Problem to solve> In the thread on Windows filesystem encoding, which codepage does Ruby end up with when another application starts its process with DETACHED_PROCESS?

Quoted passage>
____________
Feature #12654
closedOn Windows use UTF-8 as filesystem encoding
Added by davispuh (Dāvis Mosāns) over 8 years ago. Updated about 4 years ago.
Description
Windows (NTFS) supports Unicode and there can be paths/filenames with other characters than current ANSI/OEM codepage can encode.
See attached patch.
Files
0001-On-Windows-use-UTF-8-as-filesystem-encoding.patch (10.4 KB) 0001-On-Windows-use-UTF-8-as-filesystem-encoding.patch | davispuh (Dāvis Mosāns), 08/04/2016 02:22 AM |
Updated by nobu (Nobuyoshi Nakada) over 8 years ago
Try chcp.com 65001
.
Updated by davispuh (Dāvis Mosāns) over 8 years ago
Nobuyoshi Nakada wrote:
Try
chcp.com 65001
.
That's not really needed. For example File.read
works with any console's codepage. But Dir.entries
and Dir.pwd
works only for ANSI paths no matter what console's codepage is set to. There's quite inconsistency between what encodings are used and IMO best solution is just use UTF-8 everywhere.
Anyway this patch is for Ruby 3
Updated by nobu (Nobuyoshi Nakada) over 8 years ago
Dāvis Mosāns wrote:
That's not really needed. For example
File.read
works with any console's codepage. ButDir.entries
andDir.pwd
works only for ANSI paths no matter what console's codepage is set to. There's quite inconsistency between what encodings are used and IMO best solution is just use UTF-8 everywhere.
I think they should be the console's codepage (or "locale" encoding), not UTF-8 always.
Updated by davispuh (Dāvis Mosāns) over 8 years ago
Nobuyoshi Nakada wrote:
Dāvis Mosāns wrote:
That's not really needed. For example
File.read
works with any console's codepage. ButDir.entries
andDir.pwd
works only for ANSI paths no matter what console's codepage is set to. There's quite inconsistency between what encodings are used and IMO best solution is just use UTF-8 everywhere.I think they should be the console's codepage (or "locale" encoding), not UTF-8 always.
I strongly disagree. WinAPI, PowerShell and cmd supports Unicode independently of used codepage, you can navigate to paths which can't be represented with active codepage. There's really no reason to make such arbitrary limitation. Such limitation would force everyone to use UTF-8 codepage because otherwise Ruby applications won't be able to handle Unicode paths/filenames.
By default cmd opens in OEM codepage and it needs to be specifically changed. Also for example if other applications start Ruby's process with CREATE_NO_WINDOW passed to CreateProcess then Ruby will have OEM codepage or if with DETACHED_PROCESS then it will be ANSI codepage and this isn't easily changeable by parent process.
Codepages are legacy thing and it would cause only more problems and confusion. By using UTF-8 we get full Unicode support and it doesn't matter what is active codepage.
____________
(Records of labeled points)
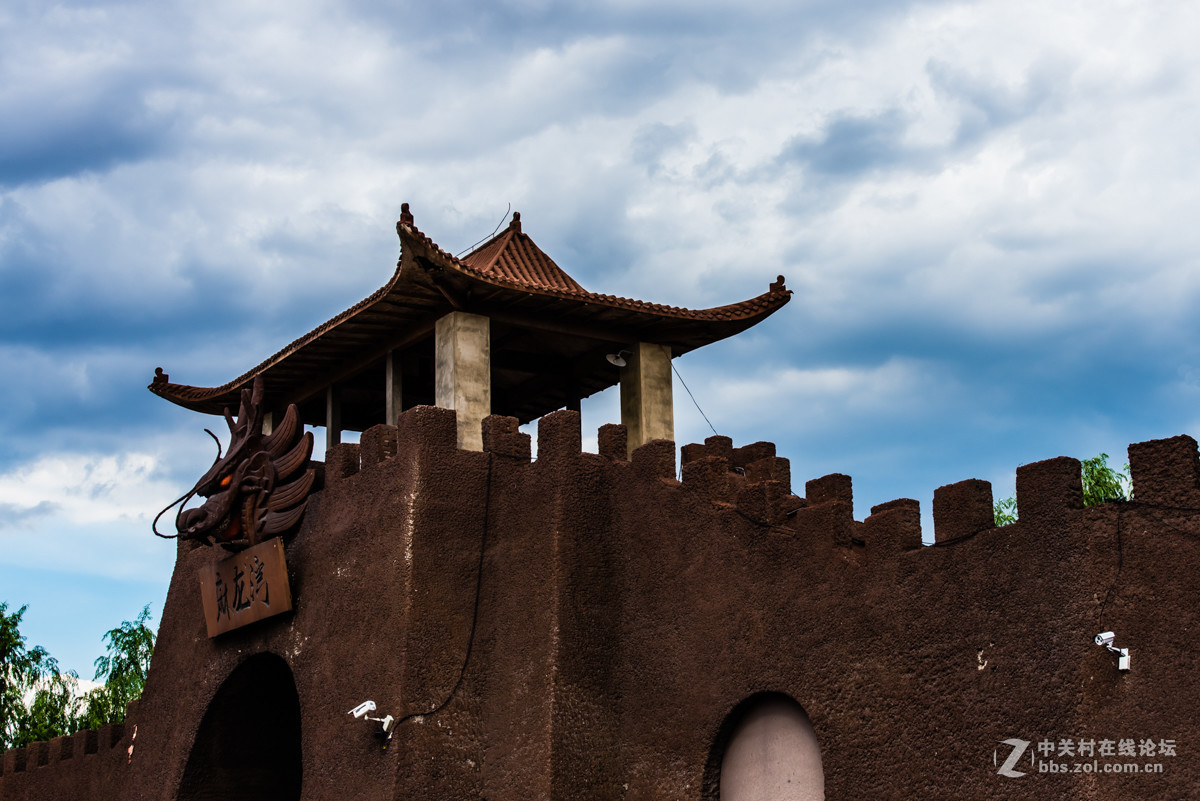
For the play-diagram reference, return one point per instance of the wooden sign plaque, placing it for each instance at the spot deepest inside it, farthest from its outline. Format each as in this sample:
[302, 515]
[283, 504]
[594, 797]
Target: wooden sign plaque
[245, 588]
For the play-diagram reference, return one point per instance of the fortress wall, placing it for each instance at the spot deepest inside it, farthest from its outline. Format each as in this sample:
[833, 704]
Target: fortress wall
[621, 615]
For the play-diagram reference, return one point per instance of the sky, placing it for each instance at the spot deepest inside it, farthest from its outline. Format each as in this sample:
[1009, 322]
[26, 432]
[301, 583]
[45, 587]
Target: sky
[985, 211]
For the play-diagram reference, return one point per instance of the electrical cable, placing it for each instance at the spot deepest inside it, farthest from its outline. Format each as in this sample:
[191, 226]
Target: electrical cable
[693, 398]
[474, 614]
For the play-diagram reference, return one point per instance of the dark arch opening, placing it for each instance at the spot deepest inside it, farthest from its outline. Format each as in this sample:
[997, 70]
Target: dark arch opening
[249, 742]
[771, 735]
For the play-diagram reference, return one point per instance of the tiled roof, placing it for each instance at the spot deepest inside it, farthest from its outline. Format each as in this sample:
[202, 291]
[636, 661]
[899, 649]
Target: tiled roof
[514, 257]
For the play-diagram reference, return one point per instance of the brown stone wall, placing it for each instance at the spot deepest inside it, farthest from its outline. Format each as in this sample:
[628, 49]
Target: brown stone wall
[621, 615]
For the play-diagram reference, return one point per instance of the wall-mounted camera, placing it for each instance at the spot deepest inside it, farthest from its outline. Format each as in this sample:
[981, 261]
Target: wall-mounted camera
[1105, 639]
[385, 722]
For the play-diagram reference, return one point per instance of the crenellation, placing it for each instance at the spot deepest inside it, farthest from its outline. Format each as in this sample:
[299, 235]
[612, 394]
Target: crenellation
[1167, 471]
[427, 429]
[894, 525]
[691, 452]
[711, 477]
[655, 459]
[747, 455]
[503, 437]
[963, 509]
[766, 501]
[828, 512]
[15, 760]
[377, 445]
[1048, 489]
[612, 440]
[559, 437]
[772, 468]
[63, 747]
[720, 446]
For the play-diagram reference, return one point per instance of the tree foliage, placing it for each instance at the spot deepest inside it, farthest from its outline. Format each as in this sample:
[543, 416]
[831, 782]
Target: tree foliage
[1102, 483]
[123, 670]
[21, 670]
[40, 703]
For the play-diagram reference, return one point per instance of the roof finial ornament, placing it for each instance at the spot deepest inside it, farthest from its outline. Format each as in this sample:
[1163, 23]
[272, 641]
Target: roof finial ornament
[406, 217]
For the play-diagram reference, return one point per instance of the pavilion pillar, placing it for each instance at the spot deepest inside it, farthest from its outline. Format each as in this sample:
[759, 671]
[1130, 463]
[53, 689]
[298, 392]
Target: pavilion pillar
[463, 373]
[333, 416]
[647, 409]
[393, 386]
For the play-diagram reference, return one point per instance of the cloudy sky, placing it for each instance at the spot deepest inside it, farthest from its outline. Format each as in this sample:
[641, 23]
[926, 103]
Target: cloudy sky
[985, 210]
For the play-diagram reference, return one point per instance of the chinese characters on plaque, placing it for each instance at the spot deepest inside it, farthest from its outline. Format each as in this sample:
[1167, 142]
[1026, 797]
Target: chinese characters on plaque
[245, 588]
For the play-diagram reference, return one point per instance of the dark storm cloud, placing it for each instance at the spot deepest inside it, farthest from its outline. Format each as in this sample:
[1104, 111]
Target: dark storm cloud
[15, 517]
[69, 136]
[853, 144]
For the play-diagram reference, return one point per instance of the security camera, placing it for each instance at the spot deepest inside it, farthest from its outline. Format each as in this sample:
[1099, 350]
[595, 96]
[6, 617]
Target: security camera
[369, 706]
[385, 722]
[1105, 639]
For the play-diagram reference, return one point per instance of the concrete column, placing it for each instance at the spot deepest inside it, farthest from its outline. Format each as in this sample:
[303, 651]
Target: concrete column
[647, 409]
[394, 402]
[333, 417]
[463, 373]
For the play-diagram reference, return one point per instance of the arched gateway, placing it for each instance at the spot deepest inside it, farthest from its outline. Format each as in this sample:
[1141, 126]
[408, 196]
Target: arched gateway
[249, 744]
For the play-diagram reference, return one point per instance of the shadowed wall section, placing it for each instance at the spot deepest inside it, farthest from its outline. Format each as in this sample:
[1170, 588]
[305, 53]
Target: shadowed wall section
[587, 626]
[772, 753]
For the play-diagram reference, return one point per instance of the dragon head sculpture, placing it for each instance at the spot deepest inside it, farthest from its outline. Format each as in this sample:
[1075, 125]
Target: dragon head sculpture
[257, 488]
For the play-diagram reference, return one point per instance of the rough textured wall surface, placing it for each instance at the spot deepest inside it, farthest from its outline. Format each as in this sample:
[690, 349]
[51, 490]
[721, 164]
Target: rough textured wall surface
[583, 626]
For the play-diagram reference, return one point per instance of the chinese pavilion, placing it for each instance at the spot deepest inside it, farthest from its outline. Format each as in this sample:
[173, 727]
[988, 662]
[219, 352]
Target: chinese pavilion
[503, 330]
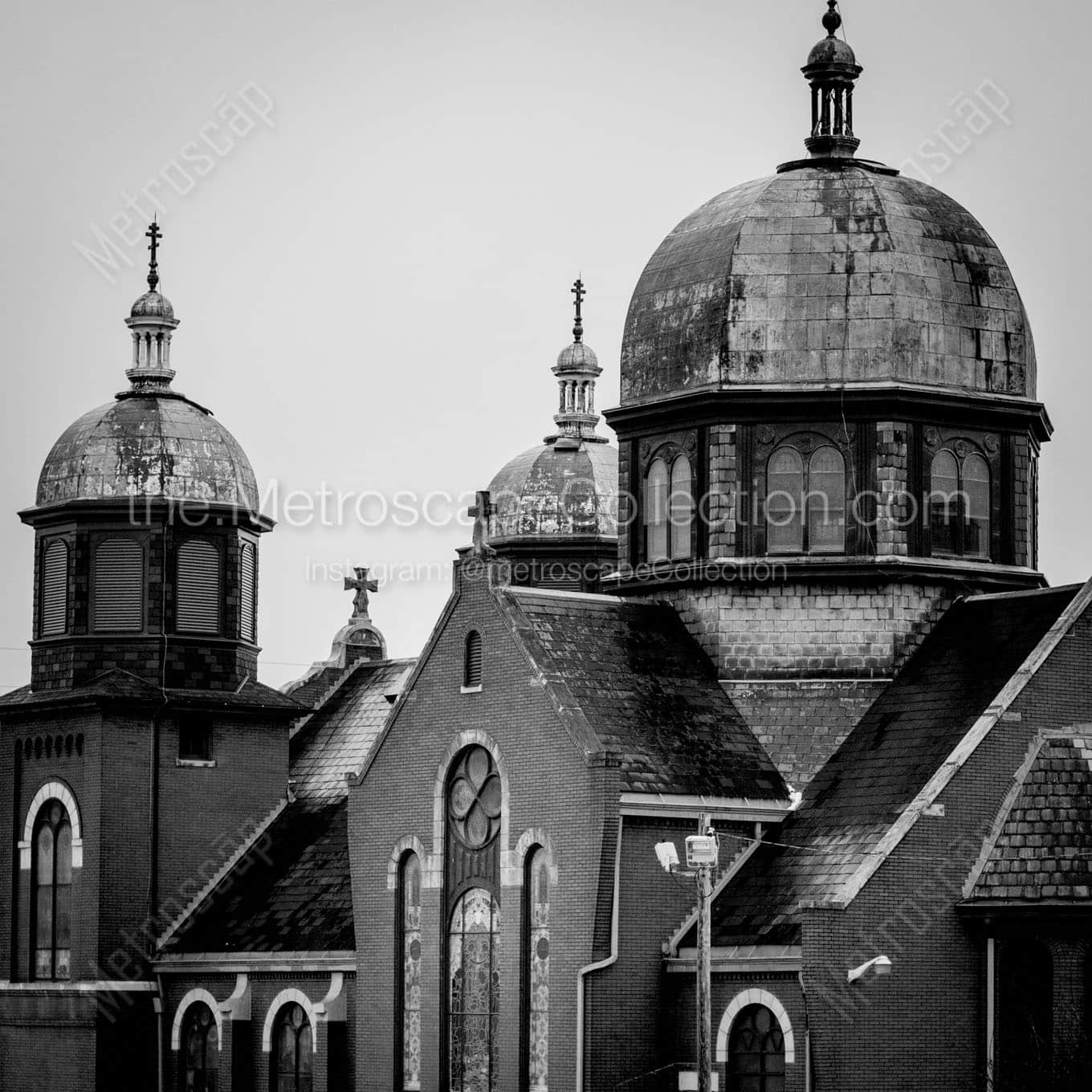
____________
Finished answer> The ANSI codepage.